Re:no shit. (Score:1, Insightful)
Er, quite easily, with minor technical details such as "This school runs webmail over HTTP not HTTPS". "This school runs messenger on non-switched network segments". They just had to find out basic details of the protocols in use, most of which wouldn't even have needed any beyond a simple glance around the oxford uni website or a 30 second chat with one of the admin staff.
I hate to disturb your dream here, but asking permission might have made life difficult.
What because they don't own the network?
Maybe asking permission to hack other peoples networks is difficult because people don't want their network hacked, especially not by some pimply freshers with just about enough skill to run ethereal. Theres too much danger that they will do some severe damage and you can be damn sure they wouldn't be the ones working overtime to fix it.
What should happen to them is they should get booted out, this country is already full of bullshit wannabe journalists who will do anything to get a story regardless of law or ethics. No doubt they'll be getting work at the Sun as I.T. experts advising the nation.
They broke the law, quite cleary, infact they possibly violated both the Computer Misuse Act and the Data Protection Act. Since they're from Oxford uni its unlikely the old boys network will allow them to get prosecuted, infact as another poster already noted the case got referred straight back to uni by the police.
If it had been someone in some council flat hacking the uni network you can be guaranteed they'd be locked up by now.
Unintentional Cracking (Score:3, Insightful)
That's true, but what about when an intranet is left open and someone, exploring the network, stumbles upon it?
My friend's wife once found the answers to all the homework and exams during a class on computer administration, while viewing the intranet from her workstation. The files were not password protected and there was nothing indicating that this was supposed to be private (before opening it).
She realized this wasn't right, and told the teacher. Unfortunately, the professor was not pleased, and the school tried to expel her on grounds of illegally cracking into the network! In the end, she was forced to drop the class even though my friend's wife knew more than the teacher himself! (I think the college's lawyers realized they could be sued if they expelled her.)
She wasn't the only one. A while back, I heard about a case where the New York Times sued a hacker when he found a security hole in their network and told them about it (and didn't do anything else). In both cases nothing was damaged at all, nothing was really seen and nobody was hurt. It's like someone notices that your back door's lock is broken, sends you a letter about it, and you sue them for trespassing.
What I'm saying is that we need some kind of legal protection for these kind of accidental "hacking."
Re:Are there any adults in the house? (Score:3, Insightful)
Re:Are there any adults in the house? (Score:3, Insightful)

• _Data_
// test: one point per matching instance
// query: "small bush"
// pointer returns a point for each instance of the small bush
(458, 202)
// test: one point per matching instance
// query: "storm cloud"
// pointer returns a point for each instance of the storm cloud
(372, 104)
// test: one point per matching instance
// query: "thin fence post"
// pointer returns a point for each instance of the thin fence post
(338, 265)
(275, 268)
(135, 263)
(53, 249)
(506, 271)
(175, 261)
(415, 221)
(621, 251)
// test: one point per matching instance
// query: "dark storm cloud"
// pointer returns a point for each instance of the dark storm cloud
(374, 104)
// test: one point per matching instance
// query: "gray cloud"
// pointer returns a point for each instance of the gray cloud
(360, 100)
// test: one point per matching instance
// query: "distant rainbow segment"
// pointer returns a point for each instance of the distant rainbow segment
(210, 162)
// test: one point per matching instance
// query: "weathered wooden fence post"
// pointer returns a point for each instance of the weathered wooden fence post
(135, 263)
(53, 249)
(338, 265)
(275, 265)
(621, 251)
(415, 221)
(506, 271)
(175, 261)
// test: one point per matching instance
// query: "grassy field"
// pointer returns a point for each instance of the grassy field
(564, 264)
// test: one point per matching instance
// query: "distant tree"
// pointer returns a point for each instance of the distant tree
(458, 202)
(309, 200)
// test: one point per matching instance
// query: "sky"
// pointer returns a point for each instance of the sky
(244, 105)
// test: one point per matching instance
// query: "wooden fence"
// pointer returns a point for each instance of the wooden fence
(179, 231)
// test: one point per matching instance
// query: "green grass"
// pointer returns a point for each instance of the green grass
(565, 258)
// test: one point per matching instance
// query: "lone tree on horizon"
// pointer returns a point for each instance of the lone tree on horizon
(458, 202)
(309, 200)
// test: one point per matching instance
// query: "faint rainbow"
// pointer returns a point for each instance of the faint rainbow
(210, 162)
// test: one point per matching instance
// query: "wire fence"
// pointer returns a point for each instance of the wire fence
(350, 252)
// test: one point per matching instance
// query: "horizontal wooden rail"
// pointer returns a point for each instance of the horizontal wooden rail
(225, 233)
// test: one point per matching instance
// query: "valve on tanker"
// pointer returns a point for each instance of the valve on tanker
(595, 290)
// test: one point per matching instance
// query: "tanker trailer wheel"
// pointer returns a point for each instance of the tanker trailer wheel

• _Exercise prompt_
In the comment thread on network hacking, what did the friend's wife find while viewing the intranet from her workstation?

• _Written answer_
She found the answers to all the homework and exams for a class on computer administration.